EXTRACTED ENTRIES |
——

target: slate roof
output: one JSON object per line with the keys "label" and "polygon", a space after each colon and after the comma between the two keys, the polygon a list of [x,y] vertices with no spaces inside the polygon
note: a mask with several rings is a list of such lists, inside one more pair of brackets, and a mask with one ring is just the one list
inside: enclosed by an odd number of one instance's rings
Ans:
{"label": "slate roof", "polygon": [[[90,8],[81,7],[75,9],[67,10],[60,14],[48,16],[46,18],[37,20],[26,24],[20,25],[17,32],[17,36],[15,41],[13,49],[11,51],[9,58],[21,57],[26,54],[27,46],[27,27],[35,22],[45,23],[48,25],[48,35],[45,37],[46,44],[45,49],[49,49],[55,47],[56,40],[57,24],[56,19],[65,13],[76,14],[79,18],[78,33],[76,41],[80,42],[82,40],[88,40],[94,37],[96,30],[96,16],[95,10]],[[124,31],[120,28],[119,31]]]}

——

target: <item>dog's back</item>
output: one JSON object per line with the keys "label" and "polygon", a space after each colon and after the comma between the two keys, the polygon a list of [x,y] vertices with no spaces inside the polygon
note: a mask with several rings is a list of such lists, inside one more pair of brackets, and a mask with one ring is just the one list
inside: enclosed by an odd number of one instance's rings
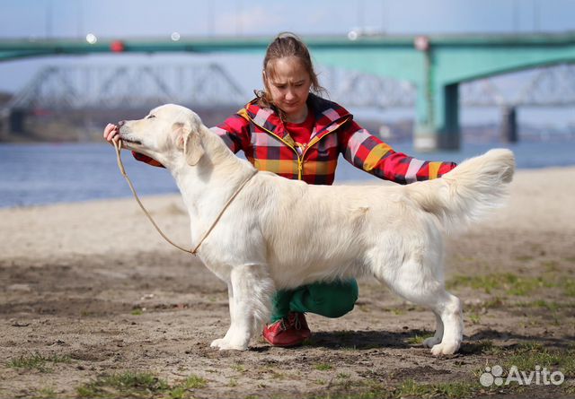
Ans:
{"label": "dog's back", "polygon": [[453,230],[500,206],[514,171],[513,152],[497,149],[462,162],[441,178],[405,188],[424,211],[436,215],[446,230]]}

——

SET PROBLEM |
Pick out every line in the records above that contains the string "target", and copy each of those lines in full.

TASK ANSWER |
target: slate roof
target: <item>dog's back</item>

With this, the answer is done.